Possíveis tópicos de reflexão:
- Humanidades médicas: tradições, contextos e limites;
- Modelos de integração das humanidades em medicina;
- Literatura e trans/formação em medicina;
- Medicina narrativa: experiências institucionais;
- A noção de caso, entre medicina e criação literária;
- Literatura e saúde global;
- Perspectivas ecopoéticas sobre o vivente;
- Ficção e bioética: imaginários de antecipação;
- Novas dimensões da responsabilidade na civilização tecnológica.

- MATERIAL
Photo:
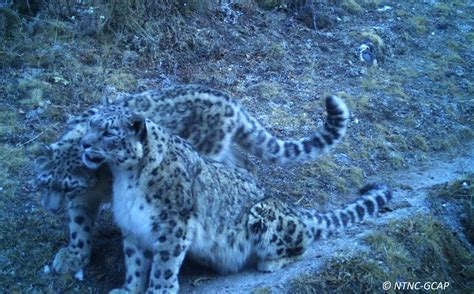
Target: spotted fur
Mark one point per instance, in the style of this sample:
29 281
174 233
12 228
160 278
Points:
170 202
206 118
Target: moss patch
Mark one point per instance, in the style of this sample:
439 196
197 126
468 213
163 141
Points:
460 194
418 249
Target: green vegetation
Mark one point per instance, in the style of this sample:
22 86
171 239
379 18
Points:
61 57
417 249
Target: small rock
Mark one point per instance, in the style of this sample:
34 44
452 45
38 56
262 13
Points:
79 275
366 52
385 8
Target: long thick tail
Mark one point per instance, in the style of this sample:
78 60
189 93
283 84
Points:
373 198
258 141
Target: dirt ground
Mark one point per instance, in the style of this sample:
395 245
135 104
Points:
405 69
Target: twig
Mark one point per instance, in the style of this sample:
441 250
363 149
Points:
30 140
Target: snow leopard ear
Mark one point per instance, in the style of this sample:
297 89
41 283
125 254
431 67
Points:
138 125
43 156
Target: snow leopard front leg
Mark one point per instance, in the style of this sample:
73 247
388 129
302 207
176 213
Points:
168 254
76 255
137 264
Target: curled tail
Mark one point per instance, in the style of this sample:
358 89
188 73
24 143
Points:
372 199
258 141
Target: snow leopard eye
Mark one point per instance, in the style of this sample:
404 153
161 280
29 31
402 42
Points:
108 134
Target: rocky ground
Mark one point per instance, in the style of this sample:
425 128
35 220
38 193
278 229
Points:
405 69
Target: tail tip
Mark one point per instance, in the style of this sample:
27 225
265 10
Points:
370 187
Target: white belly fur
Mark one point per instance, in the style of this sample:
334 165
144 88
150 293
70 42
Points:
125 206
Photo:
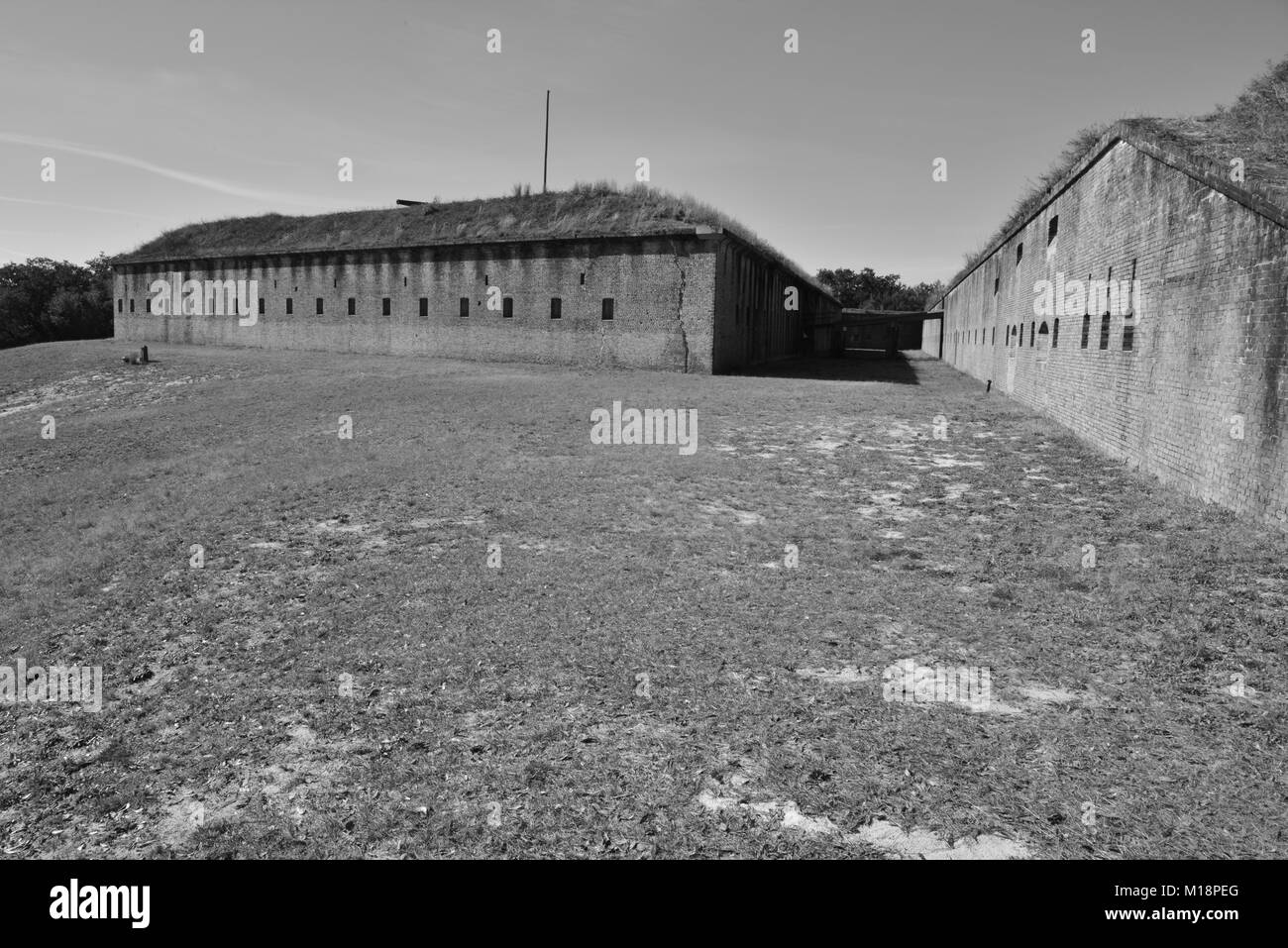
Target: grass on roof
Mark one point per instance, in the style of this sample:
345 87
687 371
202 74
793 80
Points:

- O QUE FAZER
• 1. No texto fornecido, a ficção aparece associada a qual área?
• 2. Transcreva do texto fornecido o trecho que começa nas palavras que contêm "Possíveis tópicos de" e termina em "na civilização tecnológica.".

- RESPOSTAS
• 1. À bioética.

• 2.
Possíveis tópicos de reflexão:
- Humanidades médicas: tradições, contextos e limites;
- Modelos de integração das humanidades em medicina;
- Literatura e trans/formação em medicina;
- Medicina narrativa: experiências institucionais;
- A noção de caso, entre medicina e criação literária;
- Literatura e saúde global;
- Perspectivas ecopoéticas sobre o vivente;
- Ficção e bioética: imaginários de antecipação;
- Novas dimensões da responsabilidade na civilização tecnológica.